## DIRECTIVE
Write out again only the lines running from the one that contains "Find every instance of the wall" to the end of the records below, including both the first and the last.

## EXTRACTED MATERIAL
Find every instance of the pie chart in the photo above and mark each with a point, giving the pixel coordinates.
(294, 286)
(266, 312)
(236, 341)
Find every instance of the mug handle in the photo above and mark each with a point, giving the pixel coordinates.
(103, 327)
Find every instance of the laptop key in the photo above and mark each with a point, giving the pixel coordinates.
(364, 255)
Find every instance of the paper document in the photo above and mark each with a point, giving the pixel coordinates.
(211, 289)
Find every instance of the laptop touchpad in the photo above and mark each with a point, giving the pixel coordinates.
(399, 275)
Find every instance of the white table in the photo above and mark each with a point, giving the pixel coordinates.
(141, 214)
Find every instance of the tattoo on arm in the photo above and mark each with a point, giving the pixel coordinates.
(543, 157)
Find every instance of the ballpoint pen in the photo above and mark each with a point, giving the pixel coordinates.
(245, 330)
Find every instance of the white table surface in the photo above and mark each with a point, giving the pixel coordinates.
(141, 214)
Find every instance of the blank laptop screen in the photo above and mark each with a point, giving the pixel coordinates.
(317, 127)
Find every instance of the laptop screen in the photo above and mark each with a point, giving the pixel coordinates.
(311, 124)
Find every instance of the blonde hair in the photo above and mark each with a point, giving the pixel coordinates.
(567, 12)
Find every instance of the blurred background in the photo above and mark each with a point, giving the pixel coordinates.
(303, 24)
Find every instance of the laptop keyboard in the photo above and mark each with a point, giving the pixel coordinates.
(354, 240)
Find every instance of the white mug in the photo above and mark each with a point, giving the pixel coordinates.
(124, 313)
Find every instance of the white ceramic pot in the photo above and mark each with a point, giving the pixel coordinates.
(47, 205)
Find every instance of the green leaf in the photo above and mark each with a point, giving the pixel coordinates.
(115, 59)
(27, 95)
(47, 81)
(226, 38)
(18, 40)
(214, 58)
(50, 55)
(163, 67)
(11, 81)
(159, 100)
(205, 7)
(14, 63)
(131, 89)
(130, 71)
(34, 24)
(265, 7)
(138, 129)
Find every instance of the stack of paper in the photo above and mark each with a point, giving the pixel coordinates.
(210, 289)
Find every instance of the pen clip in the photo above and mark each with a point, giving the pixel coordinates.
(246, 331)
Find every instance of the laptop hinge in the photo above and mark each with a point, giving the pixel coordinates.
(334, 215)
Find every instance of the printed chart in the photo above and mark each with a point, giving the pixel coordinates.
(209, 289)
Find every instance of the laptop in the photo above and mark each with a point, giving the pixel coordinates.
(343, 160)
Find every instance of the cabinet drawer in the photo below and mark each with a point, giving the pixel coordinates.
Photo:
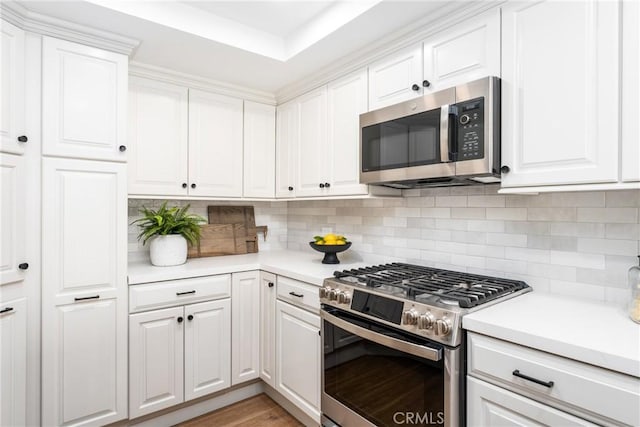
(178, 292)
(575, 387)
(299, 293)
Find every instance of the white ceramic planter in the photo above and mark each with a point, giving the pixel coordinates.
(168, 250)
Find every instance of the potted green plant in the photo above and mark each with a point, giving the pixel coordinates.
(169, 230)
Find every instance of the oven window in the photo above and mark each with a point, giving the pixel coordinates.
(404, 142)
(383, 385)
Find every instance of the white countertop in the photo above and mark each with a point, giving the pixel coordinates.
(591, 332)
(304, 266)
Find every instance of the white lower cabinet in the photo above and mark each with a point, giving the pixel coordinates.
(177, 354)
(245, 326)
(298, 352)
(13, 357)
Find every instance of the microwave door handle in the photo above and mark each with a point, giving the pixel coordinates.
(444, 134)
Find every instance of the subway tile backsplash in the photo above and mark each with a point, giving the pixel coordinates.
(579, 243)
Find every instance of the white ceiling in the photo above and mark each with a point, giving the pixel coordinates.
(261, 45)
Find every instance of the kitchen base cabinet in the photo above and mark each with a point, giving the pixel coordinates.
(13, 357)
(488, 405)
(298, 352)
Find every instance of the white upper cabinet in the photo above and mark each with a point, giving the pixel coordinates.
(259, 150)
(13, 264)
(286, 147)
(631, 91)
(84, 101)
(346, 100)
(215, 145)
(396, 78)
(157, 128)
(560, 92)
(12, 88)
(312, 143)
(463, 53)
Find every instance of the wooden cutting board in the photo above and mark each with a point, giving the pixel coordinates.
(231, 231)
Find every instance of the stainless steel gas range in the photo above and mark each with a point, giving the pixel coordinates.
(394, 348)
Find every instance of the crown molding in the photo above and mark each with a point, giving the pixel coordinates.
(166, 75)
(22, 17)
(453, 13)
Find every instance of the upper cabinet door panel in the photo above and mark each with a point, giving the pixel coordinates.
(158, 138)
(12, 213)
(560, 92)
(392, 79)
(11, 88)
(215, 145)
(463, 53)
(259, 150)
(84, 228)
(84, 100)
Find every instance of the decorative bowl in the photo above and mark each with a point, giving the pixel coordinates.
(330, 251)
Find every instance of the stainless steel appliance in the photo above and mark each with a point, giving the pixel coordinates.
(449, 137)
(394, 348)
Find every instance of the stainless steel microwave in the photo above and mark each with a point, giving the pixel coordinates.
(449, 137)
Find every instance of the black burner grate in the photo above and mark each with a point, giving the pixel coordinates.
(465, 289)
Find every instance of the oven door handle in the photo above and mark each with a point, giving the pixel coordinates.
(434, 354)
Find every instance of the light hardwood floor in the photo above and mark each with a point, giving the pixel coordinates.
(257, 411)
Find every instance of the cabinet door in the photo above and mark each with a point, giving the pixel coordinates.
(215, 145)
(268, 327)
(259, 150)
(245, 330)
(347, 99)
(560, 92)
(396, 78)
(286, 148)
(298, 352)
(156, 348)
(314, 169)
(84, 101)
(207, 348)
(13, 357)
(84, 230)
(84, 363)
(463, 53)
(12, 214)
(158, 138)
(11, 88)
(630, 91)
(488, 405)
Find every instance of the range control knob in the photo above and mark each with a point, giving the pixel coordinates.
(344, 298)
(443, 327)
(426, 321)
(410, 317)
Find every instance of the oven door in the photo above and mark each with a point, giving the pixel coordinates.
(373, 375)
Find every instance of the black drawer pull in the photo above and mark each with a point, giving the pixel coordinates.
(86, 298)
(185, 293)
(517, 373)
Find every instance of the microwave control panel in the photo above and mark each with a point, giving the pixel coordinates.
(470, 129)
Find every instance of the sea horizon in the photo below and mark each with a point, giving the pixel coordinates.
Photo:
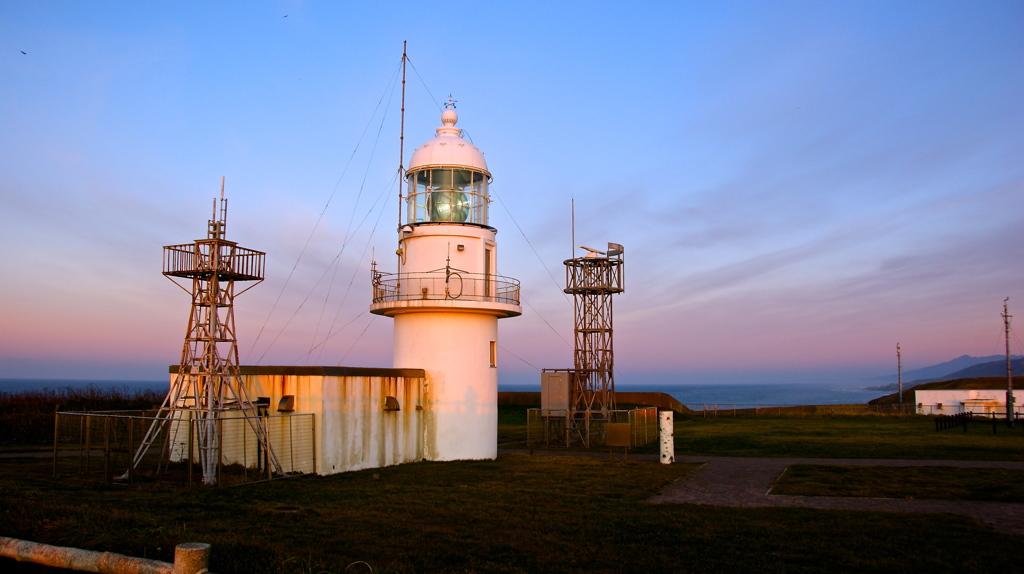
(694, 395)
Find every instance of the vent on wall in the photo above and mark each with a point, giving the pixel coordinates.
(287, 404)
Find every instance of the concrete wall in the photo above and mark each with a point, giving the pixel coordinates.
(353, 430)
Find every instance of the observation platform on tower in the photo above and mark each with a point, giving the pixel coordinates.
(205, 257)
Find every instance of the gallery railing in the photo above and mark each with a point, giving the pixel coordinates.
(444, 284)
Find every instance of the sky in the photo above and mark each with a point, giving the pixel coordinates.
(799, 186)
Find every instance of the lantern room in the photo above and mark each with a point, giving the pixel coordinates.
(448, 179)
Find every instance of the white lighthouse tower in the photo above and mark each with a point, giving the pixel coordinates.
(446, 297)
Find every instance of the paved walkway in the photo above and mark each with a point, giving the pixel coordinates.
(725, 481)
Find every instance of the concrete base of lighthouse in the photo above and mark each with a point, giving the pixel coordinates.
(460, 392)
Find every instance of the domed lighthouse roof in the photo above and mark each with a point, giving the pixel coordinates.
(448, 148)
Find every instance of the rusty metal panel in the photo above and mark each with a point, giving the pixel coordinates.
(619, 434)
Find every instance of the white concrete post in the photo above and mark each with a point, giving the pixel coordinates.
(192, 558)
(668, 430)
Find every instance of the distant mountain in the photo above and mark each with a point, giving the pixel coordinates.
(956, 368)
(993, 368)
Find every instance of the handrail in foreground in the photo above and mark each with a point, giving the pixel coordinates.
(189, 558)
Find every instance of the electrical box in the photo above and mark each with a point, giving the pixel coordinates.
(556, 390)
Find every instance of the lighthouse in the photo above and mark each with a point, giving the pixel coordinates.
(446, 296)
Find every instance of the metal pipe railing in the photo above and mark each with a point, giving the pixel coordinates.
(189, 558)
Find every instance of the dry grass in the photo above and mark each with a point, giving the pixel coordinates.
(940, 483)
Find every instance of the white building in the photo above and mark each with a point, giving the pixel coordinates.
(954, 401)
(439, 402)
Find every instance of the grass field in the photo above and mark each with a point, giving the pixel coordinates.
(942, 483)
(529, 513)
(818, 437)
(517, 514)
(847, 437)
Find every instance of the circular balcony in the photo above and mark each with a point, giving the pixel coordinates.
(454, 290)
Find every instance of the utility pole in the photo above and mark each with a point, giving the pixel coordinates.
(1010, 368)
(899, 378)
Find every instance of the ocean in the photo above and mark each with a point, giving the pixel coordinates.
(692, 395)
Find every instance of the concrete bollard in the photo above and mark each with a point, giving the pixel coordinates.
(668, 432)
(192, 558)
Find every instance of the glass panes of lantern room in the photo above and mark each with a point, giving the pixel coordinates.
(448, 194)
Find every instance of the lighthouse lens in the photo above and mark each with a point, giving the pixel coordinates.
(449, 206)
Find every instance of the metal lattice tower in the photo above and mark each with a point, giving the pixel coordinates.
(592, 280)
(208, 383)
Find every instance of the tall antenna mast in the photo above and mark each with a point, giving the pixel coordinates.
(401, 135)
(1010, 367)
(899, 378)
(572, 225)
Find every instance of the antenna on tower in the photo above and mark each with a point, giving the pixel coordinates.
(401, 139)
(1010, 367)
(208, 390)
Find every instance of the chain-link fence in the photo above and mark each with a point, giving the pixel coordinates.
(565, 427)
(183, 448)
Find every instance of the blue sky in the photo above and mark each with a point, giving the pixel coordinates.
(799, 185)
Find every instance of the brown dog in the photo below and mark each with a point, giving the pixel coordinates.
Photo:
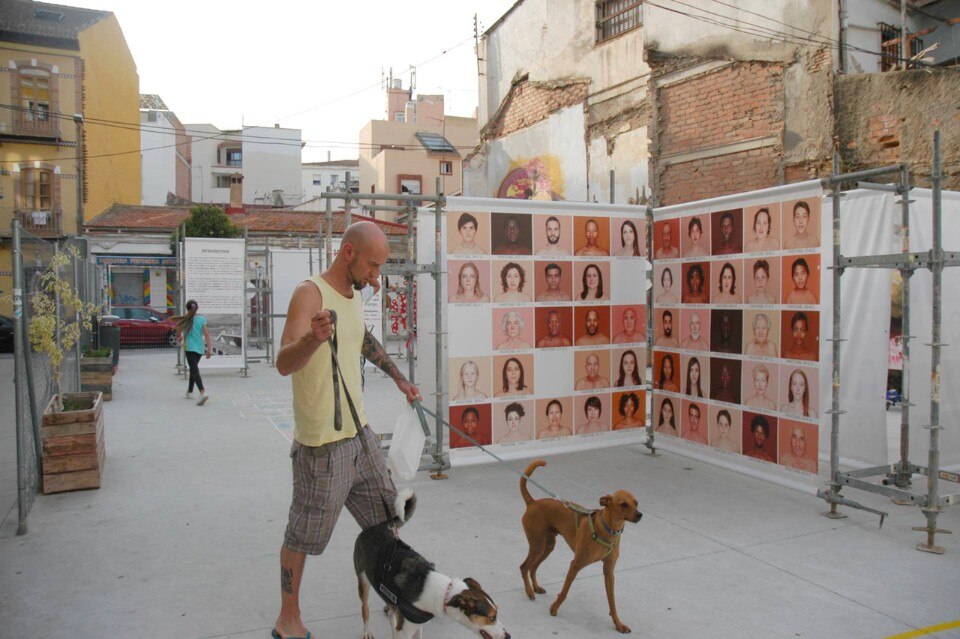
(592, 536)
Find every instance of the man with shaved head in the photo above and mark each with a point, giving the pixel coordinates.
(336, 456)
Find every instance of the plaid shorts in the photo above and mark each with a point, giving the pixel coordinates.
(325, 478)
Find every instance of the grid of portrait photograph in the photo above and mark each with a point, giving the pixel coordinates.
(546, 319)
(736, 333)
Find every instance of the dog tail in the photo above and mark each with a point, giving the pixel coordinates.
(535, 464)
(405, 504)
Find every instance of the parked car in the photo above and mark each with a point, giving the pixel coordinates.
(6, 334)
(144, 326)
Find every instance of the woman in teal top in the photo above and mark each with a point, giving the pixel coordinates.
(192, 333)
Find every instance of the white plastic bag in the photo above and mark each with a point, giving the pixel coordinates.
(406, 445)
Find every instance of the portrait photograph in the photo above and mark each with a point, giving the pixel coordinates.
(761, 228)
(513, 329)
(511, 233)
(592, 413)
(695, 329)
(514, 421)
(627, 366)
(760, 384)
(469, 379)
(554, 326)
(800, 279)
(555, 417)
(552, 235)
(695, 241)
(666, 420)
(726, 331)
(725, 377)
(629, 324)
(666, 327)
(591, 325)
(591, 370)
(628, 238)
(591, 236)
(695, 375)
(761, 279)
(696, 283)
(666, 239)
(666, 371)
(553, 281)
(800, 332)
(760, 436)
(727, 232)
(724, 428)
(513, 375)
(801, 224)
(667, 280)
(511, 281)
(799, 395)
(629, 409)
(468, 281)
(798, 445)
(727, 284)
(468, 233)
(472, 419)
(591, 282)
(761, 333)
(693, 421)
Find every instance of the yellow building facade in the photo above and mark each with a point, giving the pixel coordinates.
(58, 63)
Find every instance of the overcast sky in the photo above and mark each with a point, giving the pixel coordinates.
(310, 65)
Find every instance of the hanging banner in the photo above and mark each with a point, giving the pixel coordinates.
(544, 304)
(738, 315)
(214, 277)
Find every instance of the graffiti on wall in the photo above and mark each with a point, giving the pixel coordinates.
(539, 178)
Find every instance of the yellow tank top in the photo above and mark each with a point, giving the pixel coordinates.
(313, 384)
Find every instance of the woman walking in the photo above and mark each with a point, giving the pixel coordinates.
(193, 334)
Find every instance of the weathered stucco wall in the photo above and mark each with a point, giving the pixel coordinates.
(890, 117)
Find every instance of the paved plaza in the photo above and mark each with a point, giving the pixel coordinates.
(182, 540)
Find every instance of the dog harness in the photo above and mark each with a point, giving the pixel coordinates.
(580, 511)
(388, 567)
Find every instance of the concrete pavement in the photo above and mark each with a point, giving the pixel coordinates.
(183, 538)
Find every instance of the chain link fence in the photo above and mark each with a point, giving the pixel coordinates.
(33, 375)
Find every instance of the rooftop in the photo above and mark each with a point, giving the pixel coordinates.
(45, 24)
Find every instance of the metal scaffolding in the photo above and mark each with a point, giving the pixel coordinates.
(906, 262)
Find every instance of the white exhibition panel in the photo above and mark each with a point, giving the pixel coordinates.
(921, 326)
(469, 331)
(214, 271)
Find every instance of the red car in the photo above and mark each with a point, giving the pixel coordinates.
(144, 326)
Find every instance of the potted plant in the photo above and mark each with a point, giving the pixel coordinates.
(72, 423)
(96, 371)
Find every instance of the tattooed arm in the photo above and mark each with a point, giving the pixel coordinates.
(375, 353)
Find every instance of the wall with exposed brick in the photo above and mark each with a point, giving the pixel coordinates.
(720, 175)
(731, 104)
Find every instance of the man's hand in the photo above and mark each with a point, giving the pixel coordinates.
(321, 325)
(409, 389)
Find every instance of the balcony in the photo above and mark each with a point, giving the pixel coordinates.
(41, 223)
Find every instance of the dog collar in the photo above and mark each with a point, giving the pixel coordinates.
(446, 596)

## ANSWER IN FULL
Find every instance of the wall with exposed brick in the photo above and mark each with a point, giving the pixel coordinates.
(720, 175)
(731, 104)
Find every instance of the man's hand in the photo above and mark each with a point, giving the pixel coordinates.
(321, 325)
(409, 389)
Find every instance of the balcony in the photo above and mark each with a point, giving the pixel coordinates.
(41, 223)
Find every instance of the dog collar in the photo above and mark each with a point, giving the pixel coordinates.
(446, 596)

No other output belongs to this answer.